▸ Prompt: Throughout the listing below, copy each line containing "icing".
----
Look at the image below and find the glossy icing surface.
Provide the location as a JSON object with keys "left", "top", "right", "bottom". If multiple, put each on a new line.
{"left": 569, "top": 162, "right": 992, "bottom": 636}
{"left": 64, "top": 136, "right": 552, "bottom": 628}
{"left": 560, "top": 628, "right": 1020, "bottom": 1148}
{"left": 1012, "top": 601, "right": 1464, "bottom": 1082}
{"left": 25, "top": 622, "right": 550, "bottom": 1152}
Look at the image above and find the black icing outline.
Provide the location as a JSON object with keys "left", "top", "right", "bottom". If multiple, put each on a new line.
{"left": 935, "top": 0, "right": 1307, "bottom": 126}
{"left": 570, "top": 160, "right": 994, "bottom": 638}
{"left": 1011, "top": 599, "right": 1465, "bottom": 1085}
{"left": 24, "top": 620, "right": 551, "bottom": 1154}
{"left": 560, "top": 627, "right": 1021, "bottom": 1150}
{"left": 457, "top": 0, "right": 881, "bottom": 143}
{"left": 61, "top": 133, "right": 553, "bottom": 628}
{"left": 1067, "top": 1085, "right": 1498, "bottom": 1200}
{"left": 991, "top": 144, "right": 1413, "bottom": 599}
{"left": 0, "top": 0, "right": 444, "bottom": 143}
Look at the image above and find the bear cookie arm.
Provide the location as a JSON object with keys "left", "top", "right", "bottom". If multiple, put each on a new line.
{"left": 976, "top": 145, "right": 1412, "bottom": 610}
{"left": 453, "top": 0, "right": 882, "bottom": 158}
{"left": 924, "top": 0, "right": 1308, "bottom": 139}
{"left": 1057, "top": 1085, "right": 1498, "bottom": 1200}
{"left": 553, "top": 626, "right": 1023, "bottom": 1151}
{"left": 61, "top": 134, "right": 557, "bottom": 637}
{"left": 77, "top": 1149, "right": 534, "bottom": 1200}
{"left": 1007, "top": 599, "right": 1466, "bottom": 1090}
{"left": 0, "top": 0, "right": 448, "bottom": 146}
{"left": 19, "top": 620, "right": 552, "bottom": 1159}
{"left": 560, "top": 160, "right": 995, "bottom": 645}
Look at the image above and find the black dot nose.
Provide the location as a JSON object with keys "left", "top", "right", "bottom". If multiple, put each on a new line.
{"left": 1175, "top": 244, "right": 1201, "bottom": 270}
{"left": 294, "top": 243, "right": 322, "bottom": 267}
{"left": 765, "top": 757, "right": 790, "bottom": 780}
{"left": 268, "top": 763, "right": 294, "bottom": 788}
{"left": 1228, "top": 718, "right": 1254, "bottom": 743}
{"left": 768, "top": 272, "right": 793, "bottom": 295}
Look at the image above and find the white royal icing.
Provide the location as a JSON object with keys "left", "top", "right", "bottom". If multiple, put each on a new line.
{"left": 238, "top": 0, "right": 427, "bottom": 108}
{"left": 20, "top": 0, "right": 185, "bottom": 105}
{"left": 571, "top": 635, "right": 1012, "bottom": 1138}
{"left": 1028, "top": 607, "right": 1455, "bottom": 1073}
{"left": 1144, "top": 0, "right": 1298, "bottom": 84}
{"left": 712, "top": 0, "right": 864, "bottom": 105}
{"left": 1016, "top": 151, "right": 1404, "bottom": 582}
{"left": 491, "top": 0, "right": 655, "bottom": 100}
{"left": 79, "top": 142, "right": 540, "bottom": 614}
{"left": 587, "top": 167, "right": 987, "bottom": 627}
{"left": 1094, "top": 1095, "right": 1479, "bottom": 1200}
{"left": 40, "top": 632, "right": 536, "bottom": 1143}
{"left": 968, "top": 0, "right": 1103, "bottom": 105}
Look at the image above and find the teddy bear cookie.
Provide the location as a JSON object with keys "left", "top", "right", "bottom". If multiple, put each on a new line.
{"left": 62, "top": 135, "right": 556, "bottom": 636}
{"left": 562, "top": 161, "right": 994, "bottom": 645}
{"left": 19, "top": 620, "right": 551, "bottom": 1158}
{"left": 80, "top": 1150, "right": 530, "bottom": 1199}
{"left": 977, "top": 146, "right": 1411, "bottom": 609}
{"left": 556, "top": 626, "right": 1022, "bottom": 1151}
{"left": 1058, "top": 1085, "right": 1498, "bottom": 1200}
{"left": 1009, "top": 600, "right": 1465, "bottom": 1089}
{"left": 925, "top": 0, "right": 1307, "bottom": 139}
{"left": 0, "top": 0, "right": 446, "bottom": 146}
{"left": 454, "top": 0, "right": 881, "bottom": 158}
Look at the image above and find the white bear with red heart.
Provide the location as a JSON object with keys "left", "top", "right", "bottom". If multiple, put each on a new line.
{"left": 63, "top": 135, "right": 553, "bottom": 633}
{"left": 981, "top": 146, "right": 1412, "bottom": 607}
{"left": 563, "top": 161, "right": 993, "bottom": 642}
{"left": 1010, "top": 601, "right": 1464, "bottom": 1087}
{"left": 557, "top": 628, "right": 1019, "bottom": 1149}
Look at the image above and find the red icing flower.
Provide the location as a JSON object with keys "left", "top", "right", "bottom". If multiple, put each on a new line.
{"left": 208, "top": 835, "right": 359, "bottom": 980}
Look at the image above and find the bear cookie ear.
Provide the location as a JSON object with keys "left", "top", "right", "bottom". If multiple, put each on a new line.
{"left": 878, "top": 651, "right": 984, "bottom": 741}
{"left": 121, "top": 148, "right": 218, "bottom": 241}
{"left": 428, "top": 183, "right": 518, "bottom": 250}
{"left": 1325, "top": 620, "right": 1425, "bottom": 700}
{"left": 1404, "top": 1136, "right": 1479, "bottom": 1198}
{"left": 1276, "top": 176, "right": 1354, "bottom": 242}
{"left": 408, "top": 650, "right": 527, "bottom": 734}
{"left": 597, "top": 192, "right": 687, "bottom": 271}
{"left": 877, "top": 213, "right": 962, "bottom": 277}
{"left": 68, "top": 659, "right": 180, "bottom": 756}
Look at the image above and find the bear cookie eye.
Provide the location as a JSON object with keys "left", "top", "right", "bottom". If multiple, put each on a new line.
----
▸ Solution:
Look at the image below and find the glossy icing surface.
Look at the image above and find the black icing outline.
Look at the image above and find the white royal icing.
Look at the image above and find the red icing flower.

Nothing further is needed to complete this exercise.